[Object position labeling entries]
--------
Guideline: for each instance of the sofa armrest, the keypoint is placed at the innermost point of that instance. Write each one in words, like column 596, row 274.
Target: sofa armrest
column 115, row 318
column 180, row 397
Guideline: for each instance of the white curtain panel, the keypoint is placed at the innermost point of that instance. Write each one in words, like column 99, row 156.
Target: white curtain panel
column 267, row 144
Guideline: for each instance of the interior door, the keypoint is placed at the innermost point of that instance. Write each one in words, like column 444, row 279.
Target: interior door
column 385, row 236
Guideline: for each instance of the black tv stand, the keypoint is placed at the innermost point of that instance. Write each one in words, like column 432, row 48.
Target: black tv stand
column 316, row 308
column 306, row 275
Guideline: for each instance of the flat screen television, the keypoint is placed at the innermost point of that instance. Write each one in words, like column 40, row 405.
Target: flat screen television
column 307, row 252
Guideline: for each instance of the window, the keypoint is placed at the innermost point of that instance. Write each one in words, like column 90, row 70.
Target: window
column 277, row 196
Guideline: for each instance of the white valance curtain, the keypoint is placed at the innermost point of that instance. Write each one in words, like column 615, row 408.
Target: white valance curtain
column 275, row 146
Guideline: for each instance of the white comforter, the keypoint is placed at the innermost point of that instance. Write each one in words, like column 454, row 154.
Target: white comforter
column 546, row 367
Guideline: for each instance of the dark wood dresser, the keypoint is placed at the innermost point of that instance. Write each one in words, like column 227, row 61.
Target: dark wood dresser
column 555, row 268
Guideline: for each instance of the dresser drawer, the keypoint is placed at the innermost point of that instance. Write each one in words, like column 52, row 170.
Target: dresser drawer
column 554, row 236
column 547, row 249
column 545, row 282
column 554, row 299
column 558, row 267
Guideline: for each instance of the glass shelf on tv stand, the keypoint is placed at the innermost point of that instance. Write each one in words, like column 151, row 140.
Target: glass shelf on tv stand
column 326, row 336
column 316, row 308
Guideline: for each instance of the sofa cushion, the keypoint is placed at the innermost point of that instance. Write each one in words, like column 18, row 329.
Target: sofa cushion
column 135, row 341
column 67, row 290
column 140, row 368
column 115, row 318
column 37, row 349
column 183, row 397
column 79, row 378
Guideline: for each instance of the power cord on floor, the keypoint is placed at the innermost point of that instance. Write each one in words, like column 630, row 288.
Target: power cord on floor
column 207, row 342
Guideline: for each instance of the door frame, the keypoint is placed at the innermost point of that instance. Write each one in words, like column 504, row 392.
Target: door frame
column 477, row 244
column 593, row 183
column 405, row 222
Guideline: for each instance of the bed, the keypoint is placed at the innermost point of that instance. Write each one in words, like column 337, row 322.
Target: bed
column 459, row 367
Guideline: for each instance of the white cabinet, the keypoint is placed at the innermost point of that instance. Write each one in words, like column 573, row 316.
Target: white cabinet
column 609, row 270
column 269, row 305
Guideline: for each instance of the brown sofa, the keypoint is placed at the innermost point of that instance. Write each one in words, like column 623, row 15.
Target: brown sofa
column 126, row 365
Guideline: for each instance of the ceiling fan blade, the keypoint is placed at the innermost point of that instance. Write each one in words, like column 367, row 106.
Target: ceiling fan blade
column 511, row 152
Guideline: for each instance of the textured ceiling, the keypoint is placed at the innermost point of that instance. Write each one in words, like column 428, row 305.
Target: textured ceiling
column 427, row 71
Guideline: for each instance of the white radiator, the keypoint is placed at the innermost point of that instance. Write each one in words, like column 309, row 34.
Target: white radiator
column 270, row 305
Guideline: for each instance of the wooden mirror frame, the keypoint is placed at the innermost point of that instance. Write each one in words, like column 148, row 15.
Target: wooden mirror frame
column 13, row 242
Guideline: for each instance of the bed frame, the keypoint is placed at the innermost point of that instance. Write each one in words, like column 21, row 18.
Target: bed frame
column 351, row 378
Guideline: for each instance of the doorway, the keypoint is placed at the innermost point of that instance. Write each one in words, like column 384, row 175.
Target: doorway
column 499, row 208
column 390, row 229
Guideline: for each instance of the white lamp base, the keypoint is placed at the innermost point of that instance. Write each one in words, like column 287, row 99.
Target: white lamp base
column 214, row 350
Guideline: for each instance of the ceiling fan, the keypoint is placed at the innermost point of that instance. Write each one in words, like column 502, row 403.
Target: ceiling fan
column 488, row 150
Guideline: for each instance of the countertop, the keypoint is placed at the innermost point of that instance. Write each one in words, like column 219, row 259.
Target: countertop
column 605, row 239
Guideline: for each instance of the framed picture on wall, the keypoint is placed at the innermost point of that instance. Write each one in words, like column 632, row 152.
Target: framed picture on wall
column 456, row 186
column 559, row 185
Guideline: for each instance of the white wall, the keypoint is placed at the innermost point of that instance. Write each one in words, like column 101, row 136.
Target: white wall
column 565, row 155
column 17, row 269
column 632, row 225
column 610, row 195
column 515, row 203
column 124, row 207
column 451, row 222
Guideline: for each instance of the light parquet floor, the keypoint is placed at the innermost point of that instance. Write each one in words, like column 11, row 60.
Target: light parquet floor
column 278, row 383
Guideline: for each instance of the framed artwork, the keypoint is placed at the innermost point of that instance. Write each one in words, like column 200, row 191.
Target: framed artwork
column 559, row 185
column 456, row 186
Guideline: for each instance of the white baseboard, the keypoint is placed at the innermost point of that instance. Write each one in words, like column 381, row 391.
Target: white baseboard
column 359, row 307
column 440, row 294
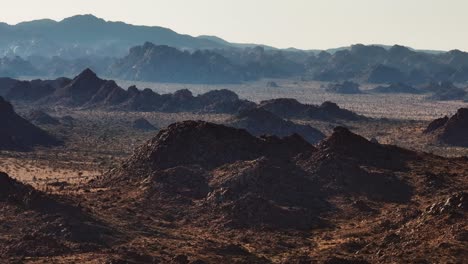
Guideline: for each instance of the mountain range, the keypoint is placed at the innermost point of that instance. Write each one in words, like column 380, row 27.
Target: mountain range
column 118, row 50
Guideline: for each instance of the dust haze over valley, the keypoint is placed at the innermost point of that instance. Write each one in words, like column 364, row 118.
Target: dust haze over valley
column 127, row 143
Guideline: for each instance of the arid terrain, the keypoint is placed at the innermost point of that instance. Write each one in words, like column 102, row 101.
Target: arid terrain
column 197, row 192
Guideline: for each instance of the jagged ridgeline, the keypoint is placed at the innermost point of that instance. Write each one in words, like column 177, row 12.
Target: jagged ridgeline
column 16, row 133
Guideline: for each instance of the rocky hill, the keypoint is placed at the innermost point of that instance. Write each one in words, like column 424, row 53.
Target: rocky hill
column 83, row 35
column 197, row 176
column 17, row 133
column 397, row 88
column 167, row 64
column 40, row 117
column 346, row 87
column 35, row 224
column 261, row 122
column 143, row 124
column 453, row 130
column 87, row 90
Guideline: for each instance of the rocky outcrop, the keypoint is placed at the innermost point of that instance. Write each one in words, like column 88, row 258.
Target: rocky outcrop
column 18, row 134
column 41, row 118
column 292, row 109
column 229, row 177
column 453, row 130
column 150, row 62
column 143, row 124
column 446, row 91
column 346, row 87
column 259, row 122
column 87, row 90
column 35, row 224
column 397, row 88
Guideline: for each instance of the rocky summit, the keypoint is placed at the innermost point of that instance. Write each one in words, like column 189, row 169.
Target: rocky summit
column 259, row 122
column 453, row 130
column 16, row 133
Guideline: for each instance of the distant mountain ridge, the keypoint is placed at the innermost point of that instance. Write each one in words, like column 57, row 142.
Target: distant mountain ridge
column 84, row 35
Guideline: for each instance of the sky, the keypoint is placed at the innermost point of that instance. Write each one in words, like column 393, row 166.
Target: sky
column 304, row 24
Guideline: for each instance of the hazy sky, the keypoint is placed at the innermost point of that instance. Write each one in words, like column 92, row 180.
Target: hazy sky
column 306, row 24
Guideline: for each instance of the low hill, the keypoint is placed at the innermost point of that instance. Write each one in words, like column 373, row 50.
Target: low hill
column 453, row 130
column 261, row 122
column 396, row 88
column 18, row 134
column 291, row 108
column 167, row 64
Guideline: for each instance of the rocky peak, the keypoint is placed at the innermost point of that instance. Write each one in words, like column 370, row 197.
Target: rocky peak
column 5, row 107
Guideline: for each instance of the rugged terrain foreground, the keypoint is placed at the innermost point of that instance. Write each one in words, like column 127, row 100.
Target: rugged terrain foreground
column 199, row 192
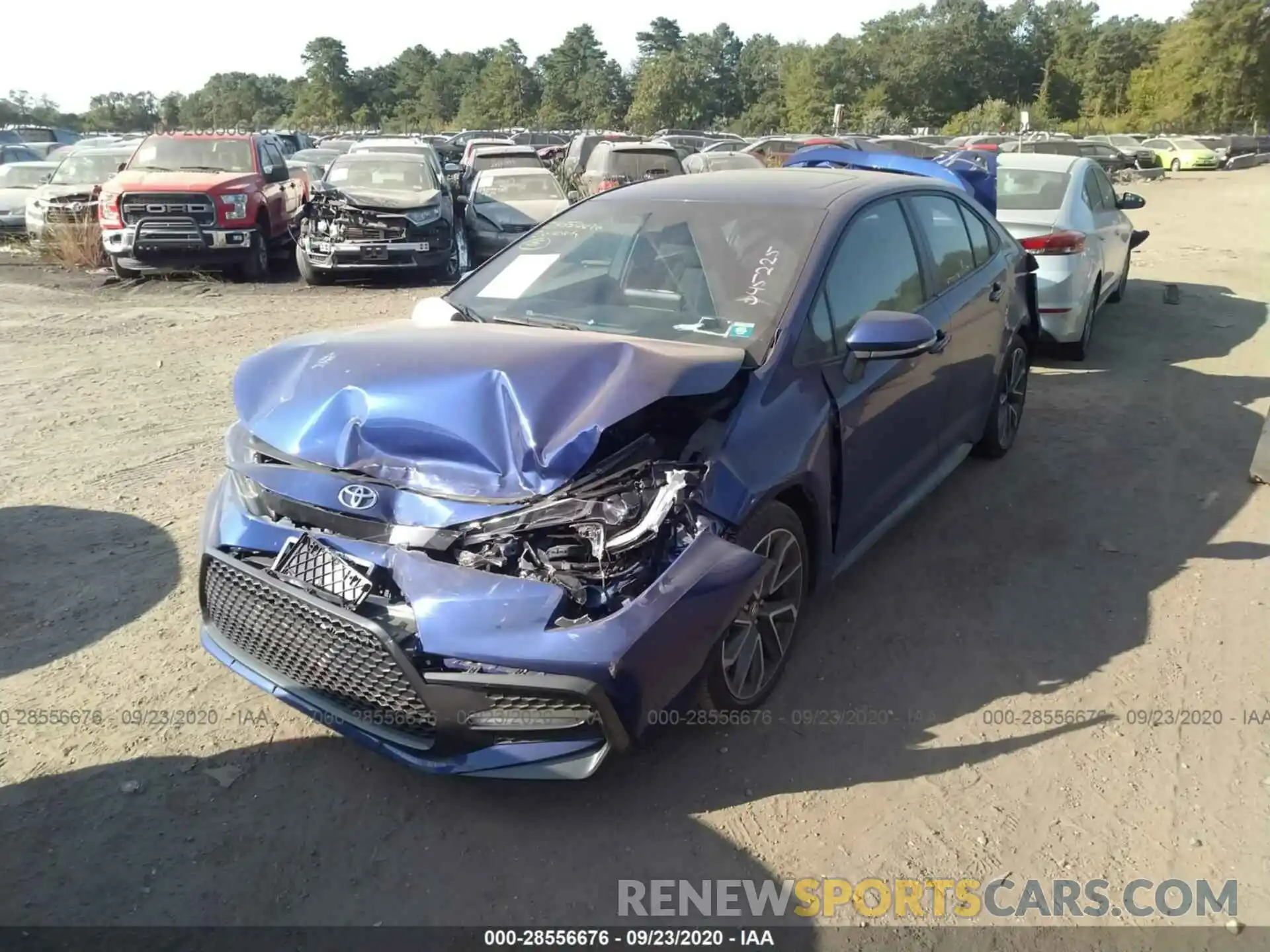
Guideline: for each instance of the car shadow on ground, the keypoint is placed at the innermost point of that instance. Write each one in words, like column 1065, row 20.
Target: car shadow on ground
column 71, row 576
column 1015, row 578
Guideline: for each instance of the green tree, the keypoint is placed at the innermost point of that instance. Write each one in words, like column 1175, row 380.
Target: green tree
column 582, row 85
column 506, row 93
column 327, row 98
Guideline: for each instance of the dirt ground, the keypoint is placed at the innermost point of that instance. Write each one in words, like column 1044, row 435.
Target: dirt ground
column 1115, row 561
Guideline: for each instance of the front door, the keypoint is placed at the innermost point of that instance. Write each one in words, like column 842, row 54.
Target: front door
column 890, row 413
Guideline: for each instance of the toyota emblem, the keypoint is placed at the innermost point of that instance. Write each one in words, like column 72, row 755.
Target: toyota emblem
column 355, row 495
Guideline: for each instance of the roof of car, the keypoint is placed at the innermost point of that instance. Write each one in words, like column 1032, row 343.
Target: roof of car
column 512, row 173
column 816, row 188
column 499, row 149
column 382, row 158
column 643, row 147
column 1040, row 161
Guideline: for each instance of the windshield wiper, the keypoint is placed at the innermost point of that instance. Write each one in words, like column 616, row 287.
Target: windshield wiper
column 538, row 320
column 469, row 314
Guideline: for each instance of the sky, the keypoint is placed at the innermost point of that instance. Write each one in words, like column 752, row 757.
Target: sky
column 161, row 46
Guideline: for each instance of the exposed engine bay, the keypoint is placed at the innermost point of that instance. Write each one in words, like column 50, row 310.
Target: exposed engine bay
column 603, row 542
column 603, row 537
column 332, row 218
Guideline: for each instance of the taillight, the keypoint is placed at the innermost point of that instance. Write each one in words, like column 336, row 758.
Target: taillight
column 1060, row 243
column 108, row 210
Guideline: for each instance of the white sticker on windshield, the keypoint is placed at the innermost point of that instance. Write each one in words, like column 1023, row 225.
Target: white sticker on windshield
column 516, row 278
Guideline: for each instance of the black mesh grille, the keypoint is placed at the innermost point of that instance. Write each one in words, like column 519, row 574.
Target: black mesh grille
column 332, row 658
column 168, row 205
column 316, row 564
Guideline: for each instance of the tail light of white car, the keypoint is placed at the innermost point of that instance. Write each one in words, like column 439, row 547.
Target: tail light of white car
column 1058, row 243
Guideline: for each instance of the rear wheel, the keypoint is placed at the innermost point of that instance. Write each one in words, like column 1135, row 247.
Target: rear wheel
column 1118, row 295
column 1007, row 404
column 749, row 658
column 257, row 264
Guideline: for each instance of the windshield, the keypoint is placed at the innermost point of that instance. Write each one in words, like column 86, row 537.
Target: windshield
column 517, row 188
column 88, row 169
column 385, row 175
column 390, row 147
column 171, row 154
column 709, row 272
column 18, row 175
column 635, row 165
column 483, row 161
column 1031, row 190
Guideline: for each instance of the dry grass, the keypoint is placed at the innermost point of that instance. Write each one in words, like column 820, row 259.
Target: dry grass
column 77, row 245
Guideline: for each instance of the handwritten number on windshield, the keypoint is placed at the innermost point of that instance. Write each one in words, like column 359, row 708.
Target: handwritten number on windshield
column 760, row 281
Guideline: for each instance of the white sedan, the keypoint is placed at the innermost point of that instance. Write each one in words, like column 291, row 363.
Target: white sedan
column 1064, row 210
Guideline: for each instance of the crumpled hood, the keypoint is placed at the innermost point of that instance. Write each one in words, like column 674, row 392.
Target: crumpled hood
column 394, row 200
column 486, row 412
column 182, row 180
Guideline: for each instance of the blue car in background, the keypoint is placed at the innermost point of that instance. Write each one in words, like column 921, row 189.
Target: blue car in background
column 600, row 479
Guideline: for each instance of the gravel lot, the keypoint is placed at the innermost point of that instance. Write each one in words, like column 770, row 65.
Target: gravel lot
column 1117, row 560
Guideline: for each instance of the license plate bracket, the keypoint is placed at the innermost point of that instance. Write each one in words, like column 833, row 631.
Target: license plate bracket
column 313, row 564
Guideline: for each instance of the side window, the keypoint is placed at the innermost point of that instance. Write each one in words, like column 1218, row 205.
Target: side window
column 817, row 340
column 945, row 231
column 1105, row 190
column 981, row 240
column 272, row 157
column 874, row 268
column 1091, row 193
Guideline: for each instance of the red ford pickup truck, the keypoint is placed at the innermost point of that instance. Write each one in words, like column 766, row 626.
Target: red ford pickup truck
column 190, row 201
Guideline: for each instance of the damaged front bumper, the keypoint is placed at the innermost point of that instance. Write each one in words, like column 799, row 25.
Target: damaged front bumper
column 476, row 674
column 375, row 255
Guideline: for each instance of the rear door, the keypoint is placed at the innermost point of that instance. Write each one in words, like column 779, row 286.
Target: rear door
column 889, row 412
column 1104, row 226
column 1119, row 231
column 972, row 281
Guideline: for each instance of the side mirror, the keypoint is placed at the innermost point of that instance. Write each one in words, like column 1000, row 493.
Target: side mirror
column 882, row 335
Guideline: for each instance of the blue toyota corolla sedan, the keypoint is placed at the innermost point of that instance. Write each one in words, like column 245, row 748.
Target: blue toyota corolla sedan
column 600, row 479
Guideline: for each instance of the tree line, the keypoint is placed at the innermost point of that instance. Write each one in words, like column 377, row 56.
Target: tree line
column 954, row 65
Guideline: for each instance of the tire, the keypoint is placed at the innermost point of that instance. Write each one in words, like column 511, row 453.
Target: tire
column 257, row 264
column 121, row 272
column 1118, row 295
column 312, row 276
column 777, row 531
column 1009, row 397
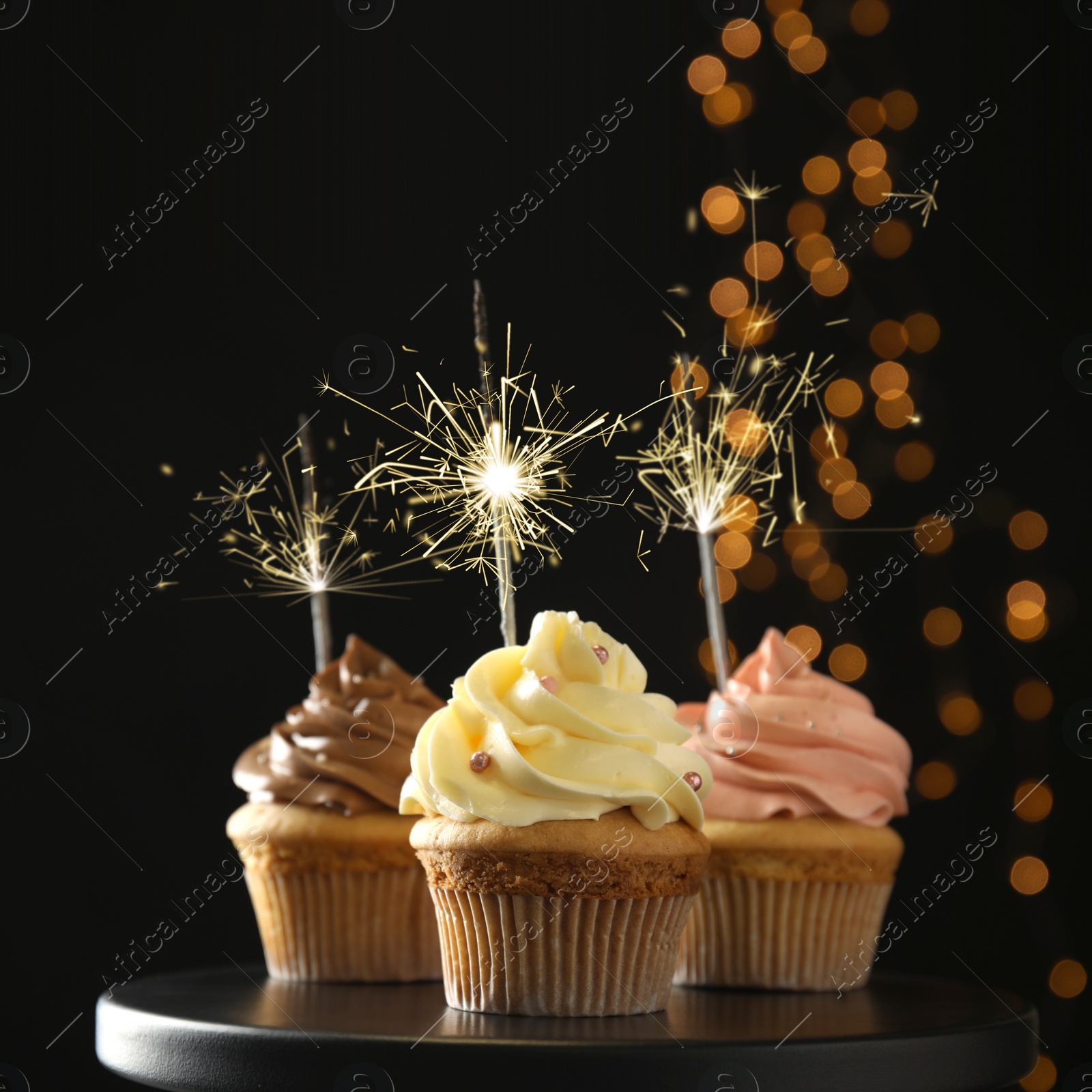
--------
Lay out the data from its beginning through the line containing "column 267, row 144" as a JSON list of strings, one string per line, with blank lines left out. Include no lines beyond that range.

** Correct result **
[
  "Guideline: for each instance of the sofa armrest, the keypoint is placed at the innermost point of that instance. Write each one in words, like column 596, row 274.",
  "Target: sofa armrest",
  "column 115, row 318",
  "column 180, row 397",
  "Guideline: for each instance of the white curtain panel, the keypoint is placed at the innermost point of that instance. Write each one in words, like column 99, row 156.",
  "Target: white curtain panel",
  "column 267, row 144"
]